↓↓↓

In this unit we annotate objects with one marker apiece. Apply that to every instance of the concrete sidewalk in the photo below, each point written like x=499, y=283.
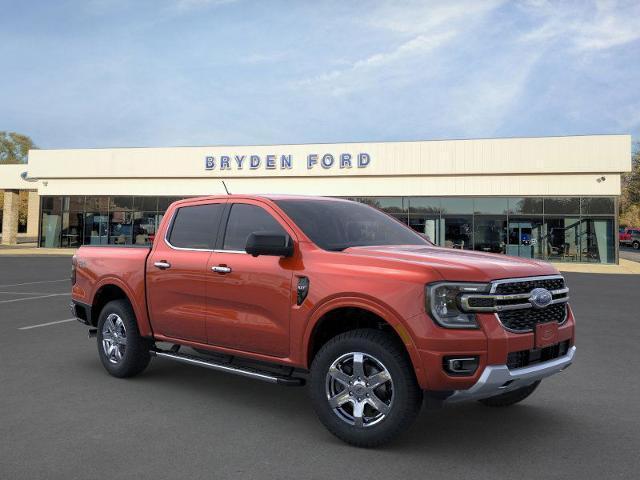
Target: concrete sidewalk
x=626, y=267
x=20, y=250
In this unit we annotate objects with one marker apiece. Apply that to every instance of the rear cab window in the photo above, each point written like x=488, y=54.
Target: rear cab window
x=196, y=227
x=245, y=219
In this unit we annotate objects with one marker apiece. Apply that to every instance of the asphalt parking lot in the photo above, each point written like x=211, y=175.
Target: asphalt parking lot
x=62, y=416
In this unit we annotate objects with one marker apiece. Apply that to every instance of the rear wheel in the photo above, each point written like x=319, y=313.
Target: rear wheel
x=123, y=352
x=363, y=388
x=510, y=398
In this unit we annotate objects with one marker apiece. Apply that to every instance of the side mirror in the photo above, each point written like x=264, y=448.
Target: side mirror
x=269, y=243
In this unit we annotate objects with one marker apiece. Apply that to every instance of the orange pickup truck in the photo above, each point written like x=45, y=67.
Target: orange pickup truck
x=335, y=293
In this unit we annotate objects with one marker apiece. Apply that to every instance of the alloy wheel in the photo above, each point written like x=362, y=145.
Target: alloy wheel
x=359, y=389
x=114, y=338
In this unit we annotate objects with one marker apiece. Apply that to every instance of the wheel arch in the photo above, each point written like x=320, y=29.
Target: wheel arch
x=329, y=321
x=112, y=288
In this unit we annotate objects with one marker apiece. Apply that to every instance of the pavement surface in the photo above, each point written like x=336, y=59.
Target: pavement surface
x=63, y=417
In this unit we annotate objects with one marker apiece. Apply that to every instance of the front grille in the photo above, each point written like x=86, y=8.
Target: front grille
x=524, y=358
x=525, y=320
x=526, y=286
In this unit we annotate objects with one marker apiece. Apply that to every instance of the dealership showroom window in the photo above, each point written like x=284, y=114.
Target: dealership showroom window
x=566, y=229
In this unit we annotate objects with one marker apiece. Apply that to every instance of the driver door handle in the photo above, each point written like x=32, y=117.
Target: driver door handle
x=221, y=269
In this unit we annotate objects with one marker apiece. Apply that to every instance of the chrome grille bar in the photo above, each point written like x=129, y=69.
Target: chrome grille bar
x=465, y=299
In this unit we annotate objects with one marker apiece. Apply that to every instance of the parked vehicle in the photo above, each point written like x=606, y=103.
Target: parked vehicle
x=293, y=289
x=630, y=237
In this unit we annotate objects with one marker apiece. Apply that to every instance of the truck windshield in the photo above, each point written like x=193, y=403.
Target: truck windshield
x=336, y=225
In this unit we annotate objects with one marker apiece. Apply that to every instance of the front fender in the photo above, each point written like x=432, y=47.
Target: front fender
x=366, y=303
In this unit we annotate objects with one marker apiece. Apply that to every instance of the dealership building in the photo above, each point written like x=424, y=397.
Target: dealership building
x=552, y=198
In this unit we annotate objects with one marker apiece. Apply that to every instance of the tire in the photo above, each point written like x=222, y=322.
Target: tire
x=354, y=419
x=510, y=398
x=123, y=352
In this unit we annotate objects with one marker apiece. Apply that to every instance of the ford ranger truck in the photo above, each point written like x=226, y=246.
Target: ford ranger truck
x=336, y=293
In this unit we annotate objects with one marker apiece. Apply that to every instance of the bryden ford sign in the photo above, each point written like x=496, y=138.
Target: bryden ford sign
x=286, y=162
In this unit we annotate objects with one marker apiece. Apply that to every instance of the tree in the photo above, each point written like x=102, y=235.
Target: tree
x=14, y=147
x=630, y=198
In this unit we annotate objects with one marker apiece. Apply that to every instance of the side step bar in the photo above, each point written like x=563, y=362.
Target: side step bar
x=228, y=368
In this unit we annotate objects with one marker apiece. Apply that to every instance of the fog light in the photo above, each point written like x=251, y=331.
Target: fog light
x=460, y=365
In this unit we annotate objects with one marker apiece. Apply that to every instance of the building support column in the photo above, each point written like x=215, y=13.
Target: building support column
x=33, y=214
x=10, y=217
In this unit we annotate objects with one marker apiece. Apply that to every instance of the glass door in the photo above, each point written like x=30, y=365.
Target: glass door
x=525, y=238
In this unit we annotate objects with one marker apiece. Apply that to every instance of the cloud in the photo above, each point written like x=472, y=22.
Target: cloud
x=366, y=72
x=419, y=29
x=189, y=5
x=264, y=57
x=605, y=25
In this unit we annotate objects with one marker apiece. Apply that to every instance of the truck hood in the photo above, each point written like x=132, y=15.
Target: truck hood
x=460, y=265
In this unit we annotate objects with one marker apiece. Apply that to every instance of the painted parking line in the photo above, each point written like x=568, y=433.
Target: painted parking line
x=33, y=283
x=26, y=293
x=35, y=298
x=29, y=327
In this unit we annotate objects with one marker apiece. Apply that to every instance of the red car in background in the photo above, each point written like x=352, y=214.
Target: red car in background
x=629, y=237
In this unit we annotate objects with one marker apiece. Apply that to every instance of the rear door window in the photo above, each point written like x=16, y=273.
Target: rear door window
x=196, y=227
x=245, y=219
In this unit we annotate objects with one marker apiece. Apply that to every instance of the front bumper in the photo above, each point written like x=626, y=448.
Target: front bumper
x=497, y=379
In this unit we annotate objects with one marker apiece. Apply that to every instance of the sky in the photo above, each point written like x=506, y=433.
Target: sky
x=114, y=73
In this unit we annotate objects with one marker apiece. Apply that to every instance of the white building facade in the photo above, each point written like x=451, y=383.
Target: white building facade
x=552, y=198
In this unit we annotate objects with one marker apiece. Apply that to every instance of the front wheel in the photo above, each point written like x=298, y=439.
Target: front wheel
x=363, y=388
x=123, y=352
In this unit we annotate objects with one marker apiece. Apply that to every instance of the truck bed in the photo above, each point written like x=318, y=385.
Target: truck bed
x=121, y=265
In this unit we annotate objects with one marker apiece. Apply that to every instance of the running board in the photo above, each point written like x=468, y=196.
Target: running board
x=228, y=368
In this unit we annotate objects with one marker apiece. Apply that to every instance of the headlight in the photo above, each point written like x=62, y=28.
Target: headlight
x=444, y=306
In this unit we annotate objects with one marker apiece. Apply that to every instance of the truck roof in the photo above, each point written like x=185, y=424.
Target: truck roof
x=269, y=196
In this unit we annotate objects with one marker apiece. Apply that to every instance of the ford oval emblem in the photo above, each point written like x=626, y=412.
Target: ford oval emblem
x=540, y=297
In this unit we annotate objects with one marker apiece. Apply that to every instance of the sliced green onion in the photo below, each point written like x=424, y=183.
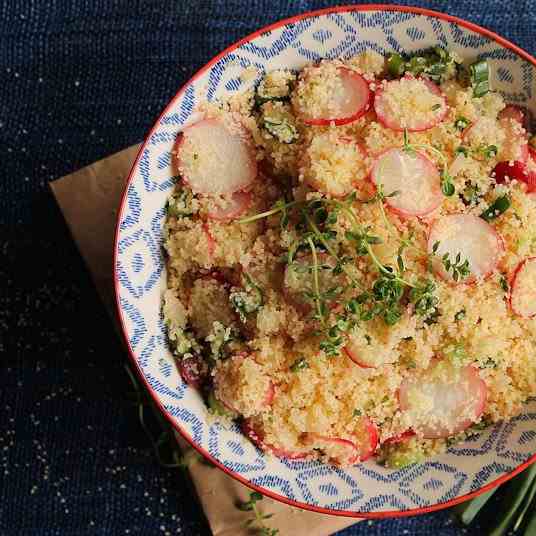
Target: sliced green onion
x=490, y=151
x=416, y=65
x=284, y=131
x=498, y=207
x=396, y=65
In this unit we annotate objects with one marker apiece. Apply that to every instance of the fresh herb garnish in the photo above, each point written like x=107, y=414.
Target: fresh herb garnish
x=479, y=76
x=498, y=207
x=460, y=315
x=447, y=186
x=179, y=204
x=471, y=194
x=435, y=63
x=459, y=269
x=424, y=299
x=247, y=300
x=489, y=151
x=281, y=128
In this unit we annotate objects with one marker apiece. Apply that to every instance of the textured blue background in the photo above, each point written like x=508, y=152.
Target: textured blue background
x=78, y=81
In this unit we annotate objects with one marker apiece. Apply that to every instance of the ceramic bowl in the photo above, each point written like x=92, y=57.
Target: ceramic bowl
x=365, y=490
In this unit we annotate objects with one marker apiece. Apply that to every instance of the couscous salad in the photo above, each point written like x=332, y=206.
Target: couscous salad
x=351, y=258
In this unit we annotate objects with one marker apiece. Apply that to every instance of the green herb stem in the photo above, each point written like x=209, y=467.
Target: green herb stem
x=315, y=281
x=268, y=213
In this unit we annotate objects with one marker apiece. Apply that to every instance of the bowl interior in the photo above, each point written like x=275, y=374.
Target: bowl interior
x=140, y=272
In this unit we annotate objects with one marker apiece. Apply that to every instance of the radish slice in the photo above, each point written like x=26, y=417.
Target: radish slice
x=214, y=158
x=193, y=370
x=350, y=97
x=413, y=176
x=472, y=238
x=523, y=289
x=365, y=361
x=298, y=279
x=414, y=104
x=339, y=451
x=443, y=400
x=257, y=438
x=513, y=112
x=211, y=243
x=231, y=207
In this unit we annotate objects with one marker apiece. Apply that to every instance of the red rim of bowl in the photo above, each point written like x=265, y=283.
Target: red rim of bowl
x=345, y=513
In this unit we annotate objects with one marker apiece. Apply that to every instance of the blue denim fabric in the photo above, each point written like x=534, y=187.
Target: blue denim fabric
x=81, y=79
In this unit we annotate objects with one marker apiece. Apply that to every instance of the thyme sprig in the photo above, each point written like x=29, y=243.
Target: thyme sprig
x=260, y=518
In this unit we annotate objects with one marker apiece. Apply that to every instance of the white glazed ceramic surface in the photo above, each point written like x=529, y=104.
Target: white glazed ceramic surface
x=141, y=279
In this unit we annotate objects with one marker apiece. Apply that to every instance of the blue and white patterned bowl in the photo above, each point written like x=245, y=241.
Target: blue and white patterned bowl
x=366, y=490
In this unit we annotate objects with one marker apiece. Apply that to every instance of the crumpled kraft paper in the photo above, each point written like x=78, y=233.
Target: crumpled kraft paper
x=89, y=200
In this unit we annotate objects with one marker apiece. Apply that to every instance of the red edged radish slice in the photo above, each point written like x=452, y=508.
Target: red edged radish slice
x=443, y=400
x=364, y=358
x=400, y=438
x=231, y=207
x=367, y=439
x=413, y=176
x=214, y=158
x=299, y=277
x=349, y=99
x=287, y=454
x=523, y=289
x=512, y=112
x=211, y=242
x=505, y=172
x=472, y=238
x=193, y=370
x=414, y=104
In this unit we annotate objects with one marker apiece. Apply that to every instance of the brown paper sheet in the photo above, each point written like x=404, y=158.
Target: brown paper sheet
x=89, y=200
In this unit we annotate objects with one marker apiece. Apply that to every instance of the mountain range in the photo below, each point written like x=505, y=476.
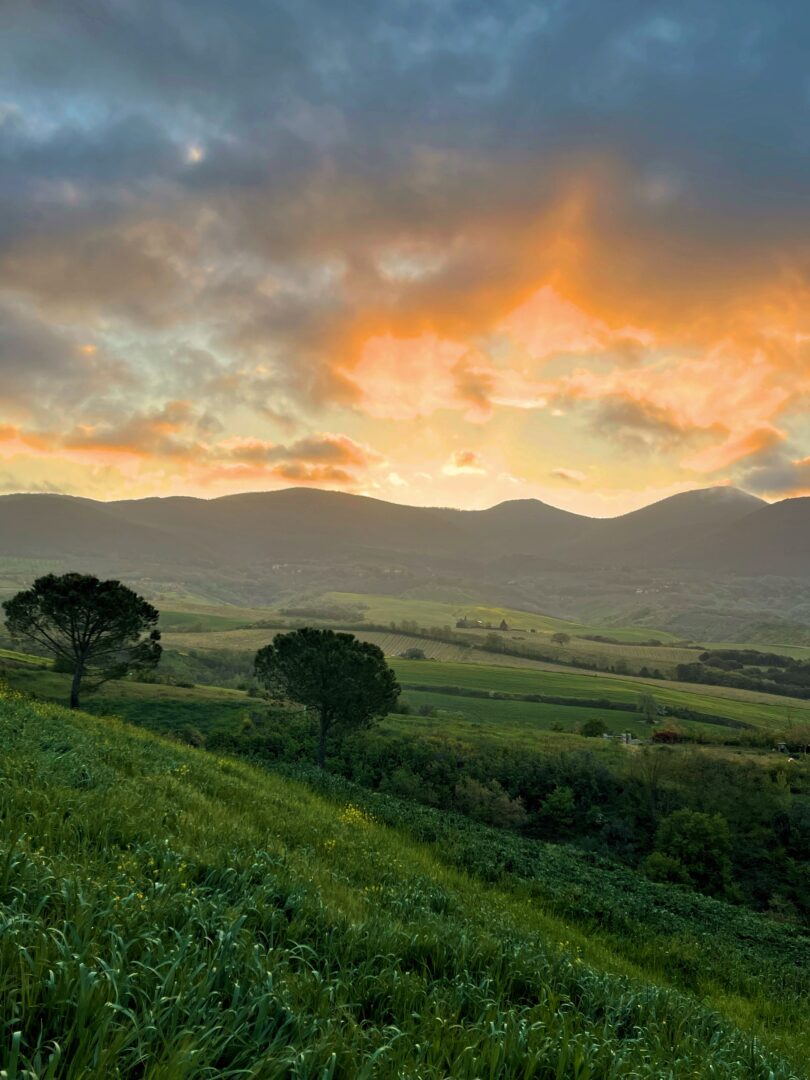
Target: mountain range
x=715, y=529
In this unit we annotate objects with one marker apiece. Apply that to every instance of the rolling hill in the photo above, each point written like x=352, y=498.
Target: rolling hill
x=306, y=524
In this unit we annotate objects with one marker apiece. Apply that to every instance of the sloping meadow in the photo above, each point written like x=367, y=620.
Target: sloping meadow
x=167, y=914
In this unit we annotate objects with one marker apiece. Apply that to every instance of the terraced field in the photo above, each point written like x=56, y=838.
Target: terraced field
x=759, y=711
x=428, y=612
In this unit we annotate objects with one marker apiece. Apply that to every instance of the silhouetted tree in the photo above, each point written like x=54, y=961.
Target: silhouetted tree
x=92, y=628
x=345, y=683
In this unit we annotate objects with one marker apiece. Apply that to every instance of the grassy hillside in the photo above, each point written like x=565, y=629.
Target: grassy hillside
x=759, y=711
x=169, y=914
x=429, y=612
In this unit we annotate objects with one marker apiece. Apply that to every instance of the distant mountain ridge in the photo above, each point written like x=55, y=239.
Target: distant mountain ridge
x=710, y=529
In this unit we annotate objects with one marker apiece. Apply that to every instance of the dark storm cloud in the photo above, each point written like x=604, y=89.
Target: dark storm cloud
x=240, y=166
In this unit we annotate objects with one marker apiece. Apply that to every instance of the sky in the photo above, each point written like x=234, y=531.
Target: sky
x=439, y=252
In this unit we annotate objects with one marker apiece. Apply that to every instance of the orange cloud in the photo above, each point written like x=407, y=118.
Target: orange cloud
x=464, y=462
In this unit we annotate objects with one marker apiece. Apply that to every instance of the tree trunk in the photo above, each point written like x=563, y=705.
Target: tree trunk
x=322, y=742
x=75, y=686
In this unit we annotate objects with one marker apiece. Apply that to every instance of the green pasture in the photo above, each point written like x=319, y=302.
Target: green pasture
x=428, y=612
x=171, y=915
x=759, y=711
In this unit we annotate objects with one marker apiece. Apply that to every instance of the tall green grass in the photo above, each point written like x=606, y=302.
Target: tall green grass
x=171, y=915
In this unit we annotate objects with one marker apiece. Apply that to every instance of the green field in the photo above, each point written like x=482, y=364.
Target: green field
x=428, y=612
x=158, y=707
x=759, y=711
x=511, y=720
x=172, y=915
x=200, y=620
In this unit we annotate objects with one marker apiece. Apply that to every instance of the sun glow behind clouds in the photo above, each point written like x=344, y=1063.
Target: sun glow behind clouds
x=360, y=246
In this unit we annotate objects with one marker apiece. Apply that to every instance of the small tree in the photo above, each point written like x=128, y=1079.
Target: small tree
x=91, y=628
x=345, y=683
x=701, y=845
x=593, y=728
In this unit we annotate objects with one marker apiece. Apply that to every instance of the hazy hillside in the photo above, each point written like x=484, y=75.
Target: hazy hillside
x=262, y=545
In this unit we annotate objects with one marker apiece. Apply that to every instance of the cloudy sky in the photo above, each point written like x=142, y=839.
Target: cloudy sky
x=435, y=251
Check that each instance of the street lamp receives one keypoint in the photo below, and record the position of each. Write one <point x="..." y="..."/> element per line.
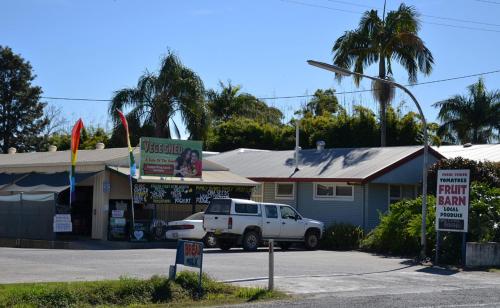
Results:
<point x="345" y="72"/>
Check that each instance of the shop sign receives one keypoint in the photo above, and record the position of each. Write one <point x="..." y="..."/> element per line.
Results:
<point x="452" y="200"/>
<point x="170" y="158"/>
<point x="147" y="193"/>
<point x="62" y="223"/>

↑↑↑

Copy the lines above exactly. Start with the line containing "Target: textured blue background", end with the line containing "like x=534, y=187.", and include both.

Target: textured blue background
x=78, y=81
In this unit we annotate objects with one marker apiece. Apply that to every instance of the ceramic bowl in the photo above, each point written like x=92, y=57.
Target: ceramic bowl
x=365, y=490
In this unit we annotate objects with one marker apiece. Apply that to every instance of the couscous salad in the photo above, each point written like x=332, y=206.
Target: couscous salad
x=351, y=258
In this unit we annotate objects with one marker apiece. Apply that to every instance of the green herb stem in the photo above, each point written like x=209, y=467.
Target: green herb stem
x=315, y=281
x=268, y=213
In this unit we annotate objects with one marker apiece. Apply that to every instance of the bowl interior in the photo above, each point written like x=275, y=374.
Target: bowl interior
x=140, y=272
In this unit we annotate objects with one marker apiece. Apply that to every instance of the radish slice in the photo above, each point written like x=26, y=417.
Target: radish slice
x=214, y=158
x=193, y=370
x=350, y=97
x=413, y=176
x=472, y=238
x=523, y=289
x=365, y=361
x=298, y=279
x=414, y=104
x=339, y=451
x=443, y=400
x=257, y=438
x=513, y=112
x=211, y=243
x=231, y=207
In this unit we annotate objects with one marker apiece. Apply that to every instance of the red rim of bowl in the photo above, each point written like x=265, y=283.
Target: red rim of bowl
x=345, y=513
In this unit we annotate objects with one marker apiece. Apply that to every instance of the blue denim fabric in the photo above, each point written like x=534, y=187.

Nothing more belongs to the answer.